> _PROBLEM_
Every entry here should be copied exactly.
-------- MATERIAL TO PROCESS
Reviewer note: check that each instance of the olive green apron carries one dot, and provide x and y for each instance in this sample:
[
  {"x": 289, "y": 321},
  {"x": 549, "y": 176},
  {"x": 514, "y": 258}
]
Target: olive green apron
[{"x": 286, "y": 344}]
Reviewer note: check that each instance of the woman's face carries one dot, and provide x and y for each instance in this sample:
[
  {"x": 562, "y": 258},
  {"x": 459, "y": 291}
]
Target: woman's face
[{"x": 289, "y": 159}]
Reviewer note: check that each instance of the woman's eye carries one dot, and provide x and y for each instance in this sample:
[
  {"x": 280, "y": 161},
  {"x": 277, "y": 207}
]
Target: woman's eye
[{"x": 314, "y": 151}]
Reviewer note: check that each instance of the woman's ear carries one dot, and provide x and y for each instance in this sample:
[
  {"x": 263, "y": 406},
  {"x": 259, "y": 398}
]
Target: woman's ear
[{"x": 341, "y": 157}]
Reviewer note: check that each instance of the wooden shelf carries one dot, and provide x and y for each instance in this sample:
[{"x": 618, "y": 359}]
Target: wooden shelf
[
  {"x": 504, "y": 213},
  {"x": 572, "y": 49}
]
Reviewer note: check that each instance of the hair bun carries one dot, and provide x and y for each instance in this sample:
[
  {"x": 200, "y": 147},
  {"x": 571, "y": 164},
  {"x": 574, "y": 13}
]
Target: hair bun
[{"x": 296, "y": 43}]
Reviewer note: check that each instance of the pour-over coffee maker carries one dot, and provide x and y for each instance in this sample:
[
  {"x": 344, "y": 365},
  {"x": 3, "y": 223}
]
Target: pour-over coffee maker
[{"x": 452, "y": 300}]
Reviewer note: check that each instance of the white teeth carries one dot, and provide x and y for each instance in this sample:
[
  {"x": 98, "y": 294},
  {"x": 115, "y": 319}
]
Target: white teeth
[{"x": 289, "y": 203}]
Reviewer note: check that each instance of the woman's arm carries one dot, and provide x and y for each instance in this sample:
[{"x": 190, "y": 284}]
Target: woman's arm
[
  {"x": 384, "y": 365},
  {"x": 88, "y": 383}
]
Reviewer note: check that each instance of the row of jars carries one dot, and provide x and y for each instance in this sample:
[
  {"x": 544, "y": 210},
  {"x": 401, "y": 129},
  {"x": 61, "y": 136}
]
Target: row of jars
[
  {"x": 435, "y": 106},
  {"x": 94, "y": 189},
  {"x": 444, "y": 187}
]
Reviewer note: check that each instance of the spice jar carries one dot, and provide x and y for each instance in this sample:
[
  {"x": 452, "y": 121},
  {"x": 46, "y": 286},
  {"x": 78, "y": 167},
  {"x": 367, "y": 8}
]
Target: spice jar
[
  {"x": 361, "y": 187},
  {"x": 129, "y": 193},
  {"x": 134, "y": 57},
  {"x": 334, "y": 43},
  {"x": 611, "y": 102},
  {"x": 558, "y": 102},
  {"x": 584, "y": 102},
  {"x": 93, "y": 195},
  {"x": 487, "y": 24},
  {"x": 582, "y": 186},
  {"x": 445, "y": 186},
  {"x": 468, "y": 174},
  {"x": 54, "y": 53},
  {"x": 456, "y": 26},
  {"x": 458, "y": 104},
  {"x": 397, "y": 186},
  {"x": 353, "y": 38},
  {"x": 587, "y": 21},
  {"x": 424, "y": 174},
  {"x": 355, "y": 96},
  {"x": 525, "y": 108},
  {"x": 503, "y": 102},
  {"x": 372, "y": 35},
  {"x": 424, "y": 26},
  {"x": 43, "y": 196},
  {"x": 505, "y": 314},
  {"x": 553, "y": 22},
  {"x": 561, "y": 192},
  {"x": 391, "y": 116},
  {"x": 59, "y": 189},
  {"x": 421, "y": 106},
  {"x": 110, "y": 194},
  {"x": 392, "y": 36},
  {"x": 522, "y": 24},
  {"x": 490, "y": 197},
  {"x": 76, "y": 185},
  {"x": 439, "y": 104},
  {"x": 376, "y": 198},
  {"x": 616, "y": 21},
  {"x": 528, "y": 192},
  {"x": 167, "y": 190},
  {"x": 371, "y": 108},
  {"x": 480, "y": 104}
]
----------------
> _ANSWER TO THE EXERCISE_
Reviewer note: check that each instance of the olive green apron carries one dot, and provide x and y for each instance in this sample:
[
  {"x": 289, "y": 321},
  {"x": 549, "y": 176},
  {"x": 514, "y": 258}
]
Target: olive green apron
[{"x": 286, "y": 344}]
Reviewer note: check that each instance of the woman's face carries one dot, and provide x and y for each instance in this sample:
[
  {"x": 562, "y": 258},
  {"x": 459, "y": 291}
]
Target: woman's face
[{"x": 289, "y": 159}]
Reviewer note: check that each instance of the woman's eye carries one dot, and provide x and y for each instance in this sample:
[
  {"x": 280, "y": 161},
  {"x": 277, "y": 207}
]
Target: woman's eye
[{"x": 314, "y": 151}]
Reviewer note: check that each instance of the woman's ear carries one dot, and provide x and y for each instance in this sample:
[
  {"x": 263, "y": 406},
  {"x": 259, "y": 398}
]
Target: woman's ear
[{"x": 341, "y": 157}]
Reviewer note: check that each instance of the wooden shelf carries one dot, and provide x and y for each instance in this sample:
[{"x": 618, "y": 359}]
Target: wooden shelf
[
  {"x": 504, "y": 213},
  {"x": 572, "y": 49}
]
Reviewer note: check that each instance of the hair bun carries one dot, and provide x and y for each instance in this sample:
[
  {"x": 200, "y": 147},
  {"x": 571, "y": 164},
  {"x": 574, "y": 13}
]
Target: hair bun
[{"x": 296, "y": 43}]
Reviewer note: check that each instance of the pour-over coffee maker carries one dot, and provide x and y for each instance in this sample:
[
  {"x": 344, "y": 365},
  {"x": 3, "y": 223}
]
Target: pour-over coffee maker
[{"x": 452, "y": 300}]
Reviewer note: check that each instance of the white teeth carries one dot, and provide x and y for each instance in this sample:
[
  {"x": 98, "y": 294},
  {"x": 115, "y": 319}
]
Target: white teeth
[{"x": 289, "y": 203}]
Reviewer note: check that each instance of the woman's arm carries one dot, and provide x and y for each instance in this sample:
[{"x": 190, "y": 284}]
Target: woman's arm
[
  {"x": 384, "y": 365},
  {"x": 88, "y": 383}
]
Reviewer note: check that each instance of the row of jars carries one dot, and provide x and y for each instance in this sample:
[
  {"x": 544, "y": 210},
  {"x": 401, "y": 129},
  {"x": 61, "y": 136}
]
Target: row of jars
[
  {"x": 435, "y": 106},
  {"x": 94, "y": 189},
  {"x": 444, "y": 187}
]
Reviewer note: check that each instance of the spice jar carries one dot, and provide x and y for each instance in this sample:
[
  {"x": 452, "y": 121},
  {"x": 46, "y": 286},
  {"x": 78, "y": 167},
  {"x": 367, "y": 8}
]
Target: spice jar
[
  {"x": 361, "y": 187},
  {"x": 129, "y": 193},
  {"x": 134, "y": 57},
  {"x": 334, "y": 43},
  {"x": 611, "y": 102},
  {"x": 558, "y": 102},
  {"x": 584, "y": 102},
  {"x": 93, "y": 195},
  {"x": 487, "y": 24},
  {"x": 582, "y": 186},
  {"x": 445, "y": 186},
  {"x": 468, "y": 174},
  {"x": 54, "y": 53},
  {"x": 456, "y": 26},
  {"x": 458, "y": 104},
  {"x": 397, "y": 186},
  {"x": 353, "y": 38},
  {"x": 587, "y": 21},
  {"x": 424, "y": 174},
  {"x": 355, "y": 96},
  {"x": 525, "y": 108},
  {"x": 503, "y": 102},
  {"x": 372, "y": 35},
  {"x": 424, "y": 26},
  {"x": 43, "y": 196},
  {"x": 505, "y": 314},
  {"x": 553, "y": 22},
  {"x": 561, "y": 192},
  {"x": 391, "y": 116},
  {"x": 59, "y": 189},
  {"x": 421, "y": 106},
  {"x": 110, "y": 194},
  {"x": 392, "y": 36},
  {"x": 522, "y": 24},
  {"x": 490, "y": 197},
  {"x": 76, "y": 185},
  {"x": 439, "y": 104},
  {"x": 376, "y": 198},
  {"x": 616, "y": 21},
  {"x": 528, "y": 192},
  {"x": 167, "y": 190},
  {"x": 371, "y": 108},
  {"x": 480, "y": 104}
]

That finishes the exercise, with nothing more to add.